[Items from a data source]
········

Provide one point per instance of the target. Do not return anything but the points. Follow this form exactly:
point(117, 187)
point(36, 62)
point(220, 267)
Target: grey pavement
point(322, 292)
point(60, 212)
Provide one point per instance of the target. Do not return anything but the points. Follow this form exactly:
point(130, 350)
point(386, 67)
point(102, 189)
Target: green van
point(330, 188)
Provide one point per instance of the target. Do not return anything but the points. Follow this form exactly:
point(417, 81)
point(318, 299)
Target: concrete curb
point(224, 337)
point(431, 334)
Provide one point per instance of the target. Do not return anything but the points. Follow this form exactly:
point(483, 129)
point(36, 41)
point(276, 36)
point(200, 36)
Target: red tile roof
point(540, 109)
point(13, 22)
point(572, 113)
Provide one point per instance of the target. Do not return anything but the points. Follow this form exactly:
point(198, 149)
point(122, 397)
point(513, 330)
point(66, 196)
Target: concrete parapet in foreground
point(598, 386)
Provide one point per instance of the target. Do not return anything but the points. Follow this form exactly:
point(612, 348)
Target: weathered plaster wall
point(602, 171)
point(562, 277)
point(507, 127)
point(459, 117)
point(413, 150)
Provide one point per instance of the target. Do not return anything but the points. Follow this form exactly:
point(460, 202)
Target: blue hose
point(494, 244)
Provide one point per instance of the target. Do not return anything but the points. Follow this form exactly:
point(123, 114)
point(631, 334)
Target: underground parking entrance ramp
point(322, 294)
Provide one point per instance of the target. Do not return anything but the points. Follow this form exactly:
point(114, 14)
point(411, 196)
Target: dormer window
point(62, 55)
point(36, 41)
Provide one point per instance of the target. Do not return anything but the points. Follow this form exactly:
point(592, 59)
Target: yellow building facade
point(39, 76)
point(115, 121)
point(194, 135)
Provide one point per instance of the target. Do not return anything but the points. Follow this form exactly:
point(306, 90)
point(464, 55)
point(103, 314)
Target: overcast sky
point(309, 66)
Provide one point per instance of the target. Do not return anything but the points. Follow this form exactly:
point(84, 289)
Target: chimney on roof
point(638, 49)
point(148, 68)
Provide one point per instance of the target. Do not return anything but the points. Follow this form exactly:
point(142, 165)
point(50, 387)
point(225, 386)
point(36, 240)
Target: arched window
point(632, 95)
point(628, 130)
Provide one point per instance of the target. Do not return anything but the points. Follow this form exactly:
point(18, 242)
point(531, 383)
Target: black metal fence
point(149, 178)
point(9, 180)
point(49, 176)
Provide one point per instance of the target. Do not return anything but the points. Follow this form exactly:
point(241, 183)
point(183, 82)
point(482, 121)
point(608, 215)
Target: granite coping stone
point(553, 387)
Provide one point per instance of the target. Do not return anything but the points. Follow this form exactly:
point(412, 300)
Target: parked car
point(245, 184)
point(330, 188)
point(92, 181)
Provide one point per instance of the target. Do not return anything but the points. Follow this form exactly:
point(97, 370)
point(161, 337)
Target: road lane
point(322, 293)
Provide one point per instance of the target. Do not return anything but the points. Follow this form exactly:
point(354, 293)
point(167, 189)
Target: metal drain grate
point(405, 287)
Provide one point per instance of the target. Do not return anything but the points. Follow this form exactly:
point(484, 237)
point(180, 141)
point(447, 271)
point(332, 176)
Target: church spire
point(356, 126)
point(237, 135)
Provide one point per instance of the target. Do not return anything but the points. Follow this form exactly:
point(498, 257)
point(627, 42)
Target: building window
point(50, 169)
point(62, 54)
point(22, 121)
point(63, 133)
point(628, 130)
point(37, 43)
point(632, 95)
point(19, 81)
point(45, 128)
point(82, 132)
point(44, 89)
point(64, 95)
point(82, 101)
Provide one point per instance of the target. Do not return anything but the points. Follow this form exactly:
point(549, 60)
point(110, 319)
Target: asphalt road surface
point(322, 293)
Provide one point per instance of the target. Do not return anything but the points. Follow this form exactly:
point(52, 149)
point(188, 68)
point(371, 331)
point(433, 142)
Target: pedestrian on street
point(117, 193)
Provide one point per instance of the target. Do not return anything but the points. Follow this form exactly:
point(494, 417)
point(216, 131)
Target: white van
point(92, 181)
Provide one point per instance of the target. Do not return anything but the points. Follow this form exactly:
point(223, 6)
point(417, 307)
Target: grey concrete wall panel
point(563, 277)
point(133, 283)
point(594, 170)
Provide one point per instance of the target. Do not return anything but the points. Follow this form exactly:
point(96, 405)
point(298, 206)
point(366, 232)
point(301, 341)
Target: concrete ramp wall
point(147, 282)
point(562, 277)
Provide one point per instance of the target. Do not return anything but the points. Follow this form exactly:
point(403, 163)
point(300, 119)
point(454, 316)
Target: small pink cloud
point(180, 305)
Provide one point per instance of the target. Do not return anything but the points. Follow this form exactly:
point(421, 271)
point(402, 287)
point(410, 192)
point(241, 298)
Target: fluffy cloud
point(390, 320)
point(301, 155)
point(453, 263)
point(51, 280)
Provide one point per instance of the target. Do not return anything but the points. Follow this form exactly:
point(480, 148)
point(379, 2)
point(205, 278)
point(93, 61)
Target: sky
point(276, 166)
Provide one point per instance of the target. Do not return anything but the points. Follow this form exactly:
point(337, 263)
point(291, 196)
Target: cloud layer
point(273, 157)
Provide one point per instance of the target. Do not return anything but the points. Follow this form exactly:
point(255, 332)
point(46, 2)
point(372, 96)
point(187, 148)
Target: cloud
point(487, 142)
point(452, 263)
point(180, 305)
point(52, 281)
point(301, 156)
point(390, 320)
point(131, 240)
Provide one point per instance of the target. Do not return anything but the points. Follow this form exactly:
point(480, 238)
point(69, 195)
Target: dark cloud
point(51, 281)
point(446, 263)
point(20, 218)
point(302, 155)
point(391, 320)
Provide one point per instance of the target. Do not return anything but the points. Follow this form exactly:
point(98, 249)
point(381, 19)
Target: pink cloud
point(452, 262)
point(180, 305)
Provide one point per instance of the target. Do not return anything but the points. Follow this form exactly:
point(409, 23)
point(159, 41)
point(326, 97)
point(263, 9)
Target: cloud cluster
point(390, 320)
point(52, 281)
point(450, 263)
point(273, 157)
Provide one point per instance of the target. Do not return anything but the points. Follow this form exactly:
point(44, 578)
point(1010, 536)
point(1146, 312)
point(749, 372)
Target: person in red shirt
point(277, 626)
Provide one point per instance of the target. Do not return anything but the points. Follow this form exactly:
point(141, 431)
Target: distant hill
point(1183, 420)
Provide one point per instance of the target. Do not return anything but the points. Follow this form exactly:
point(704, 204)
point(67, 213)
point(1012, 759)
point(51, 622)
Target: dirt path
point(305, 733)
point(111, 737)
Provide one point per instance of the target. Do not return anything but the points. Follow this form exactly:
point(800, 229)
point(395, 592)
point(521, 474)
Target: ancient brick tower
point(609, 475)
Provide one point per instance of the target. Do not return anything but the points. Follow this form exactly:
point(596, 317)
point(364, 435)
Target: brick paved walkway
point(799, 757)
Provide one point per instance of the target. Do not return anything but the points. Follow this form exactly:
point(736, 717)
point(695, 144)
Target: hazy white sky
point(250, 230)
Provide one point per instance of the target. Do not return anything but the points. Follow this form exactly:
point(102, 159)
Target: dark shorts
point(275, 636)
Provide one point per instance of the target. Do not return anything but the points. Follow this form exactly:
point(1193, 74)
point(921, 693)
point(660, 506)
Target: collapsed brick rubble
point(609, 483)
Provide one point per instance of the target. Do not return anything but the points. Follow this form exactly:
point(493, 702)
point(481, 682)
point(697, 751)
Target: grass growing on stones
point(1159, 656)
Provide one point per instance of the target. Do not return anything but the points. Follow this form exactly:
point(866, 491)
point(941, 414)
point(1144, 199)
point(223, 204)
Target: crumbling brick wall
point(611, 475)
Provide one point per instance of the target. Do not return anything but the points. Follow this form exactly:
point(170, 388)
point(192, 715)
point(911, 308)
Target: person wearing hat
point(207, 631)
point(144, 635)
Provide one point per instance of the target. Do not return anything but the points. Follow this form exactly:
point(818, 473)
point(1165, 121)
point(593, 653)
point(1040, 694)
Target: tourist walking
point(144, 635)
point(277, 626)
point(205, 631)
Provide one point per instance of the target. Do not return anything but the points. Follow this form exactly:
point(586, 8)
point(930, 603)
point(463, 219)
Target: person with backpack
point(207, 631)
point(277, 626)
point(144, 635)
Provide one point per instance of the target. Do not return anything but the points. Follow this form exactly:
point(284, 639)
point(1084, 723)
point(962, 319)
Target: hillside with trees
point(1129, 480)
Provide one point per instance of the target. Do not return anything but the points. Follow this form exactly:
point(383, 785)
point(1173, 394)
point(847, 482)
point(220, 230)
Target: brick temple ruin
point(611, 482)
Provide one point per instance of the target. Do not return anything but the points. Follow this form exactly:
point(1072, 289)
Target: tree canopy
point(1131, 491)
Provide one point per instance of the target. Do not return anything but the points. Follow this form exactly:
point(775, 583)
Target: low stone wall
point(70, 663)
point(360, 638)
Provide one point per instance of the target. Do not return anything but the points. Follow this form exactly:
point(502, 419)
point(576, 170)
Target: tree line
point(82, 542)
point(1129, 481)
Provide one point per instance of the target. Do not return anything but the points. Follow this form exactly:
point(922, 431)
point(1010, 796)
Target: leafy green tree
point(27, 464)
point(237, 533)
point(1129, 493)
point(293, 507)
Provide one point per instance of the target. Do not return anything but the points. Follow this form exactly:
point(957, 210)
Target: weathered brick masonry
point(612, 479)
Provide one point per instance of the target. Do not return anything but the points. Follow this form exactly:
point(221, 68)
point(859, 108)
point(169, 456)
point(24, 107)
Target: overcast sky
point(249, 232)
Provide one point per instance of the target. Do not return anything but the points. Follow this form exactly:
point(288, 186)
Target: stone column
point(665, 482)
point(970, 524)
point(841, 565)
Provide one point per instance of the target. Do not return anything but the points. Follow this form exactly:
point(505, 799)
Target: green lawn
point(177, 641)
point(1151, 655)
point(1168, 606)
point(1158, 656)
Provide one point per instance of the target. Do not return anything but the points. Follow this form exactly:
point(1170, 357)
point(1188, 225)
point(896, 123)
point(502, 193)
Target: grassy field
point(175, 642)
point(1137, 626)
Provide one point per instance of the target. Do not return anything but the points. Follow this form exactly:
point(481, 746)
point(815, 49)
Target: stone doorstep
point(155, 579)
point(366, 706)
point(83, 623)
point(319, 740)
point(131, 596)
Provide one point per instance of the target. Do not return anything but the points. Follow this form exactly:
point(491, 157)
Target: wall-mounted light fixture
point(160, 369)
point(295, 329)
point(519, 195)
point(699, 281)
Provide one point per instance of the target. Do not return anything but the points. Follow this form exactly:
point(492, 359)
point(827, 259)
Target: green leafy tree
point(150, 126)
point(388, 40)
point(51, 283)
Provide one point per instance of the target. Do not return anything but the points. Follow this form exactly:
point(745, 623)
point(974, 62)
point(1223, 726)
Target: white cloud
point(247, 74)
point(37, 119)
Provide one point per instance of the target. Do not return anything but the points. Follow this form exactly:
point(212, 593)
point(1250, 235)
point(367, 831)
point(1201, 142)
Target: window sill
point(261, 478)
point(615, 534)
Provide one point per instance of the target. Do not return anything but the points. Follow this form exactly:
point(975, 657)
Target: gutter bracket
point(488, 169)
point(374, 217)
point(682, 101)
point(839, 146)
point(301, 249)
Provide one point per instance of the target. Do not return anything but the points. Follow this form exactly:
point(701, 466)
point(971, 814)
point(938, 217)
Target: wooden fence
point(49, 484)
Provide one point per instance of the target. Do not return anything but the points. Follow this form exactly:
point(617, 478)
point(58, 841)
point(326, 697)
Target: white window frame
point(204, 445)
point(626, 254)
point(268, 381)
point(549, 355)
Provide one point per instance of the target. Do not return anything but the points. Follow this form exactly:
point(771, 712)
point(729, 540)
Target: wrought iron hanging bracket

········

[ASSIGNMENT]: When copying the data above, please keep exactly the lines from its first line through the line with "point(592, 59)", both ends included, and drop the rest.

[OUTPUT BELOW]:
Provide one point per instance of the target. Do not return anything but the points. Follow this form exactly:
point(117, 187)
point(36, 62)
point(220, 267)
Target: grey pavement
point(322, 292)
point(60, 212)
Provide one point per instance of the target. Do not return anything but the points. Follow this form exactly:
point(130, 350)
point(386, 67)
point(102, 189)
Target: green van
point(330, 188)
Provide one point per instance of the target. Do not return anything but the points. Follow this form exactly:
point(417, 81)
point(318, 299)
Target: concrete curb
point(224, 337)
point(431, 334)
Provide one point per instance of the target. Do not return anything but the points. Follow this form exactly:
point(483, 129)
point(36, 41)
point(276, 36)
point(200, 36)
Target: red tile roof
point(540, 109)
point(13, 22)
point(572, 113)
Provide one point per instance of the target. Do not return anything but the points. Follow this form exactly:
point(198, 149)
point(122, 397)
point(513, 330)
point(66, 196)
Target: concrete parapet in foreground
point(598, 386)
Provide one point per instance of the target. Do not return anything but the points. Follow this form exactly:
point(612, 348)
Target: weathered plaster wall
point(602, 171)
point(562, 277)
point(507, 127)
point(459, 117)
point(413, 150)
Provide one point per instance of the target. Do not return anything but the points. Follow this form exactly:
point(460, 202)
Target: blue hose
point(494, 244)
Provide one point per instance of the target. Do not return anything but the points. Follow this form exactly:
point(123, 114)
point(631, 334)
Target: underground parking entrance ramp
point(322, 294)
Provide one point per instance of the target. Do not return anything but the points. Follow this form exactly:
point(114, 14)
point(411, 196)
Target: dormer window
point(62, 55)
point(36, 41)
Provide one point per instance of the target. Do not return anything but the points. Follow this form exactly:
point(592, 59)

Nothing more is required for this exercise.